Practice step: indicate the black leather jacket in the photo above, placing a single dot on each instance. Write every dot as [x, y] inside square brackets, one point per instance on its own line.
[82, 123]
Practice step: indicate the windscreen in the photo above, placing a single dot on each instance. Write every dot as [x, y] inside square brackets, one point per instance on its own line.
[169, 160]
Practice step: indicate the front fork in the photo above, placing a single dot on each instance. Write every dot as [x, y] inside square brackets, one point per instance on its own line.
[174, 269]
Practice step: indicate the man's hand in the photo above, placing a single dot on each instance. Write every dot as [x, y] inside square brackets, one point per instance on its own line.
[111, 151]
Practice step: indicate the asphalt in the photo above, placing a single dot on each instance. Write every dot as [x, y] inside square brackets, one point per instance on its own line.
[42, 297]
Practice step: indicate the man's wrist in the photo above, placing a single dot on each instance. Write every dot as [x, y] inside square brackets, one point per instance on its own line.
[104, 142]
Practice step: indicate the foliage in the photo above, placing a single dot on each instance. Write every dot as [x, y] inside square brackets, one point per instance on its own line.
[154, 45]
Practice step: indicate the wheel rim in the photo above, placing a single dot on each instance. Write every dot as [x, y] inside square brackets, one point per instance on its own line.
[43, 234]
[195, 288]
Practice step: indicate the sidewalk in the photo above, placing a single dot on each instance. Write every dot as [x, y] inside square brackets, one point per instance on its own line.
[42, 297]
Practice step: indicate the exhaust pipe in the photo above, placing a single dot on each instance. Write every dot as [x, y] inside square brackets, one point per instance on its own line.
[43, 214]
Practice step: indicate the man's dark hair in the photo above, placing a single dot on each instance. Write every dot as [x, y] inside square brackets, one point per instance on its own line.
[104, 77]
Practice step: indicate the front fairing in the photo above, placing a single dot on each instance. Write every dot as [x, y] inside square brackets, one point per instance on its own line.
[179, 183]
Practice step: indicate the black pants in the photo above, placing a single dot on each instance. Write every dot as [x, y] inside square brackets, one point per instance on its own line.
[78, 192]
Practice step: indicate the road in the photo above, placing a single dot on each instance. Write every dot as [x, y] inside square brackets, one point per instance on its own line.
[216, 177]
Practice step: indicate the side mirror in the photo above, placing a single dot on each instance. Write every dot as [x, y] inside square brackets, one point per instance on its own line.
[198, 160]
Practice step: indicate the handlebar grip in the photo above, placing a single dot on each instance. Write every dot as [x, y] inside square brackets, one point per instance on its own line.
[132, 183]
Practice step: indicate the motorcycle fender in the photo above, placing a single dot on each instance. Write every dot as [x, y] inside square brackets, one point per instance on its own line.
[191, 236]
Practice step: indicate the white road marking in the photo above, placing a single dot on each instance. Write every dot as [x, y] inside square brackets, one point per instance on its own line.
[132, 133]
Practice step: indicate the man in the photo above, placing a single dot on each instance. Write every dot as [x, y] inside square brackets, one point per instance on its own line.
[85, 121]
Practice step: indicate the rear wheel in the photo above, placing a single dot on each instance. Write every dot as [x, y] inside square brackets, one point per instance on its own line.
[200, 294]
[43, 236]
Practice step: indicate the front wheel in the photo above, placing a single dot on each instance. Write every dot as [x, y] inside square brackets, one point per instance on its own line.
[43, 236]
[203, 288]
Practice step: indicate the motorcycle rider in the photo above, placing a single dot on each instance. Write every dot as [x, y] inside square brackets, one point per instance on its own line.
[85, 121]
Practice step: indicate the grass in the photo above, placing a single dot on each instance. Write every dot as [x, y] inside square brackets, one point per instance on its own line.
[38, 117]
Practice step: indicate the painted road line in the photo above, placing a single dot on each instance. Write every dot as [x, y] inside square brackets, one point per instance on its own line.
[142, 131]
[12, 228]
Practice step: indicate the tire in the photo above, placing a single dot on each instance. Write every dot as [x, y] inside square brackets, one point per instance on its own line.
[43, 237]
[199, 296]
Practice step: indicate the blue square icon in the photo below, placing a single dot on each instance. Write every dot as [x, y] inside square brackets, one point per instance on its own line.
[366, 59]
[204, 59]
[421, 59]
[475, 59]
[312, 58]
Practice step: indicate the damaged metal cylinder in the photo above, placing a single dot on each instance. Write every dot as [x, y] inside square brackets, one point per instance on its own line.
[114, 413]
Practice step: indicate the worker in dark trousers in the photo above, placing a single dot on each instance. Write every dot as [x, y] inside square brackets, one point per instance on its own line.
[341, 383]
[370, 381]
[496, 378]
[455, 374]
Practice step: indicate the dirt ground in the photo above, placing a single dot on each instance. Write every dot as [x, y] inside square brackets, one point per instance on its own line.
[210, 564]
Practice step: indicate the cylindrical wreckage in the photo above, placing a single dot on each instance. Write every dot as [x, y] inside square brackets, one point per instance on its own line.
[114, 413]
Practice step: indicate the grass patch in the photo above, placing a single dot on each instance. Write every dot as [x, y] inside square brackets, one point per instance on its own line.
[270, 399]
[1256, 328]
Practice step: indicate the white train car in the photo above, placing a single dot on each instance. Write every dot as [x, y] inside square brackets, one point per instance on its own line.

════════

(AIM OF THE TASK): In full and word for word, give the listing above again.

(TASK RESPONSE):
Practice step: indicate the black leather jacket in the photo above, placing a single dot on each instance. Write every dot as [x, y] inside square brackets, one point per instance on its own line.
[82, 123]
Practice step: indicate the windscreen in the photo above, placing a single dot on each instance. Write every dot as [x, y] inside square brackets, one point per instance on its own line.
[169, 160]
Practice step: indicate the front fork in the photo above, placing a single dot on each instance. Write every dot as [x, y] inside square brackets, one point per instance on its own line.
[174, 269]
Practice step: indicate the man's hand in the photo above, placing a single dot on each instance. Write every dot as [x, y] inside square brackets, one point per instance on its own line.
[111, 151]
Practice step: indicate the asphalt in the photo above, placing a single dot on each instance. Write every dot as [x, y] inside square brackets, one point per instance on its own line.
[42, 297]
Practice step: indicate the man's wrist in the photo above, placing a single dot on each instance. Write every dot as [x, y] inside square brackets, one point per instance on its own line.
[104, 142]
Practice step: indicate the foliage in the photo above, placing a single dot on each instance. Write every dot as [x, y] inside square brackets, one point per instance on its own line.
[154, 45]
Practice step: indicate the wheel rim in the photo above, placing a single dot on each instance. Write every dot as [x, y] inside square brackets, one point per instance on its own line.
[43, 234]
[195, 288]
Practice step: indicate the sidewalk in the photo above, placing a single dot on each instance. Write every dot as [x, y] inside square brackets, one point per instance on its own line.
[42, 297]
Practice step: indicate the exhaust pipe in the photo above, placing a single dot on each instance. Write every dot as [x, y] inside square brackets, one point per instance on its own line.
[43, 214]
Practice step: indicate the man's dark hair in the photo above, placing a single dot on each instance. Write every dot as [x, y] inside square brackets, one point per instance on its own line.
[104, 77]
Practice step: indicate the front fairing in the photo above, placing a single dot on each instance. Write every dot as [x, y] inside square brackets, one point per instance on its own line.
[179, 183]
Practice step: indicate the black pants in the photo above, placing a single dot on each instance. Write every dot as [x, y] inside square brackets, one point per instance on its own line.
[78, 192]
Practice step: indicate the road in the photo above, placing a single dot on each instance. Write every dot as [x, y] inside square brackets, one point per instance on its own line.
[216, 177]
Practice step: indicate the side mirror in the photo above, placing a single dot on each instance. Write every dot as [x, y] inside square brackets, one point per instance on its own line.
[198, 160]
Practice step: indicate the handlebar grip in the photo above, placing a single dot on each instance. Write every dot as [x, y] inside square brackets, one point per instance on its own line.
[132, 183]
Practice step: indicate the motorcycle fender in the photo above, placing a single dot on each instance. Write every dot as [x, y] inside square brackets, one point per instance on its own line.
[191, 236]
Practice step: indicate the white road marking in the photo above, placing a single dot on each instance. Write every dot as [x, y] inside square brackets, one point per instance on its own line.
[132, 133]
Practice step: indicate the man in the photo above, placing a single dot on each instance. Write every dot as [x, y] inside square brackets, one point per instance on its own line.
[85, 121]
Practice step: indicate the rear wheel in the photo above, placing a single dot on each instance. Write every dot as [x, y] inside square brackets, one point per instance on its own line.
[200, 294]
[43, 236]
Practice step: indicate the front wheel in the photo above, placing a single dot on each instance. Write every dot as [x, y] inside square brackets, one point per instance on its own line.
[43, 236]
[203, 288]
Practice step: indicate the motorcycle rider in the photo above, placing a single dot on each instance. Write every dot as [x, y] inside square brackets, one point per instance on its own line.
[85, 121]
Practice step: indicate the grass in the photo above, placing a single dot on each instance. Write every dot as [x, y] inside square brackets, one point per instance on its own line.
[38, 117]
Practice step: indicate the painted road line in the photo above, placing a single dot on each instance. Write every dot as [x, y] inside square brackets, one point per instance on its own line.
[142, 131]
[12, 228]
Practice step: indicate the tire in the photo above, placing a single dot on each instance. Write every dot as [x, y] inside square brackets, one point per instance on its own line.
[43, 237]
[199, 296]
Practice step: indicate the blue square icon in the photo below, placing a single dot on each instance. Write every dot as [x, y] inside square brackets, one point per instance on its own line.
[366, 59]
[204, 59]
[421, 59]
[475, 59]
[312, 58]
Practice step: indicate the damaged metal cylinder in the photo above, placing a single dot on each instance. Write every dot as [x, y] inside square brackets, one point per instance on its own line.
[114, 413]
Practice step: indicate the worker in dark trousers in the photo above, placing a single dot on each instance. Write every dot as [x, y] inside square brackets, one point per instance on its own line.
[341, 383]
[370, 381]
[496, 378]
[455, 374]
Practice step: indicate the dirt ground in the photo above, placing a single dot on each instance. Write every dot as [x, y] inside square brackets, one point per instance on its own line.
[210, 564]
Practice step: indicate the cylindrical wreckage in the photo above, placing a single dot on each instance. Write every dot as [x, y] inside square brackets, one point per instance on its own line.
[114, 413]
Practice step: indicate the grass patch in the photo above, placing a single dot on each instance. Write every dot as [x, y] inside square brackets, one point per instance on its own line.
[270, 399]
[1256, 328]
Practice step: indicate the white train car in the photo above, placing a single dot on each instance. Write every dot as [x, y] inside square brackets, one point per instance on its own line.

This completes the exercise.